--- Passage for review Enclosed Below ---

# "She Shoots Straight"



## MinnieMin (Sep 13, 2002)

Anyone knows about this movie?  All I know is that it is a Hong Kong (maybe?) female matial art movie.
Is it worthwhile to watch?

Min


----------



## MinnieMin (Sep 15, 2002)

I guess I should take this movie off from my list.


----------



## Kirk (Sep 15, 2002)

Sorry min .. the only reply I could've put here was "no, I haven't
seen it" :asian:


----------



## MinnieMin (Sep 17, 2002)

> _Originally posted by Kirk _
> 
> *Sorry min .. the only reply I could've put here was "no, I haven't
> seen it" :asian: *



Thanks Kirk.  

Min :asian:


----------



## fist of fury (Sep 17, 2002)

Is this it?
http://us.imdb.com/Title?0099809


----------



## MinnieMin (Sep 17, 2002)

> _Originally posted by fist of fury _
> 
> *Is this it?
> http://us.imdb.com/Title?0099809 *



Yeah, you are right.  Do you know about this movie?

Min


----------



## fist of fury (Sep 17, 2002)

No i haven't seen it.


----------



## MinnieMin (Sep 17, 2002)

Fist of Fury,
Thank you for checking the movie for me.  I guess it is not a worthwhile movie to watch.

Min


----------

--- End of Enclosed Passage for review ---
--- Task material Enclosed Below ---

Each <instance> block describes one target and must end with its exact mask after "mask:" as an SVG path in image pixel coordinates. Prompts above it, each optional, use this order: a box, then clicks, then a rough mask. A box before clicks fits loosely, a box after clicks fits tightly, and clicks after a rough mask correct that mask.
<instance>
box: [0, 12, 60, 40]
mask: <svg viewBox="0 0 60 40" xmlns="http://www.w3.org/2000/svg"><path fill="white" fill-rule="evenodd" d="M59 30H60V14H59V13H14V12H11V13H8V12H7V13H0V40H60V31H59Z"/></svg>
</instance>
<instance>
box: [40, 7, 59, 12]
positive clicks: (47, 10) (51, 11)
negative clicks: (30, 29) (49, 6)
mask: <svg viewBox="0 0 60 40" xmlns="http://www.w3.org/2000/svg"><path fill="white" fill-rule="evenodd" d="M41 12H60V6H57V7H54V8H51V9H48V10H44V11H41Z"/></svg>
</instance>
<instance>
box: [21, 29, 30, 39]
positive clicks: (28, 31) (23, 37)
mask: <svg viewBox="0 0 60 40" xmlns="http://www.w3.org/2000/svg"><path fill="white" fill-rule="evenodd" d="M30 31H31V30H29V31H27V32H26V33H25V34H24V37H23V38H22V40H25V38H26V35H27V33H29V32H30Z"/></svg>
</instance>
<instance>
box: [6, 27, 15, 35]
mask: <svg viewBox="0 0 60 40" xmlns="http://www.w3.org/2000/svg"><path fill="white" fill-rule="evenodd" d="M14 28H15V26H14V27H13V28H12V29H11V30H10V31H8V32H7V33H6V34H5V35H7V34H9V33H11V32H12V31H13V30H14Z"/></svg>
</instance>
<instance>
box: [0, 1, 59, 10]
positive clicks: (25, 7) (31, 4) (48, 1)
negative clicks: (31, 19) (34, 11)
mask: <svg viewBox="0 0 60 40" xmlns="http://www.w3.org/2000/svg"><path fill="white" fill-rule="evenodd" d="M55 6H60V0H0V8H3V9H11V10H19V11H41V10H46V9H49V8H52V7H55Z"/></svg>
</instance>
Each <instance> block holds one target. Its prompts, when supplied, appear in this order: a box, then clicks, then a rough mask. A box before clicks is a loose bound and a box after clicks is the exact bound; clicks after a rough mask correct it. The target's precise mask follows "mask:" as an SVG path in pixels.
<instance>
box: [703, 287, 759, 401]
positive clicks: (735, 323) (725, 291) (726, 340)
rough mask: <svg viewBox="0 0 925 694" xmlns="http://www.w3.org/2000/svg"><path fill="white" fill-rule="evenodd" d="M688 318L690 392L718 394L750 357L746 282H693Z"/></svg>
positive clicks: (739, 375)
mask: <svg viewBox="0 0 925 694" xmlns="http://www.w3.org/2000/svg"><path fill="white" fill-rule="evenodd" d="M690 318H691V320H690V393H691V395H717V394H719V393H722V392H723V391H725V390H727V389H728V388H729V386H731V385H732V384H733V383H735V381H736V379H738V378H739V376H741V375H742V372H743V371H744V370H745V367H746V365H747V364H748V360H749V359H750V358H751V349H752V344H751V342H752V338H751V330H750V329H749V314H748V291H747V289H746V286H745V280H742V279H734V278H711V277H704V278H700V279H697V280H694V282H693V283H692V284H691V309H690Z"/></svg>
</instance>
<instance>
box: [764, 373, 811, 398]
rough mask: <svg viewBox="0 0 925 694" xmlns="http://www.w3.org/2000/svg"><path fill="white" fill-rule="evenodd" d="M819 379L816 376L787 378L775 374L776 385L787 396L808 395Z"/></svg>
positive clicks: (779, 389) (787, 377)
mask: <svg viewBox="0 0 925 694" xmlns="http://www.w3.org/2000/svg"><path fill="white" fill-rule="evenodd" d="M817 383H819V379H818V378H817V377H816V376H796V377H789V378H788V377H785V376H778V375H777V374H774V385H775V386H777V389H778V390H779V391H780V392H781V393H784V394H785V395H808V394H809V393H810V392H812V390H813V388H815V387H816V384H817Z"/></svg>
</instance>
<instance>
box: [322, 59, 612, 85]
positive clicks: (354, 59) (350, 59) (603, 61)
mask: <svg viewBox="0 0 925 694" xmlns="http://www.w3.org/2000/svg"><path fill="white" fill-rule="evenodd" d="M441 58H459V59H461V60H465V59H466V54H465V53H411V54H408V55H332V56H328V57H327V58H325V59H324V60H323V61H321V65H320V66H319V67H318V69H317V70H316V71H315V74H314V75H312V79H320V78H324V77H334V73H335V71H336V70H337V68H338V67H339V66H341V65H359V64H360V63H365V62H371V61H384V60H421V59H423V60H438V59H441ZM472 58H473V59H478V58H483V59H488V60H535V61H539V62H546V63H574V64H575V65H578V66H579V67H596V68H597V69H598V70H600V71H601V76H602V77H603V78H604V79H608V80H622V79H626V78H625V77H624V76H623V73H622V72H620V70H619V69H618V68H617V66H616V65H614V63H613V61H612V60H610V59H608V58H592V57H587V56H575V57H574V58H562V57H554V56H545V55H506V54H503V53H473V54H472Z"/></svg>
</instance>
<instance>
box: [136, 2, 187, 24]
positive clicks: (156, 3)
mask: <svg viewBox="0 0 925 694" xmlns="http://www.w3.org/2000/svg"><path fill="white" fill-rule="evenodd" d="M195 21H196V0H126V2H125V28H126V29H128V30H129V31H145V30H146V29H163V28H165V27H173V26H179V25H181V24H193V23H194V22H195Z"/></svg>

--- End of Enclosed Task material ---

Questions:
1) In the forum thread, on what date did fist of fury post the IMDb link?
2) Extract every line of the entries that contains the string "exact", treating case as significant.

Written answers:
1) Sep 17, 2002

2)
Each <instance> block describes one target and must end with its exact mask after "mask:" as an SVG path in image pixel coordinates. Prompts above it, each optional, use this order: a box, then clicks, then a rough mask. A box before clicks fits loosely, a box after clicks fits tightly, and clicks after a rough mask correct that mask.
Each <instance> block holds one target. Its prompts, when supplied, appear in this order: a box, then clicks, then a rough mask. A box before clicks is a loose bound and a box after clicks is the exact bound; clicks after a rough mask correct it. The target's precise mask follows "mask:" as an SVG path in pixels.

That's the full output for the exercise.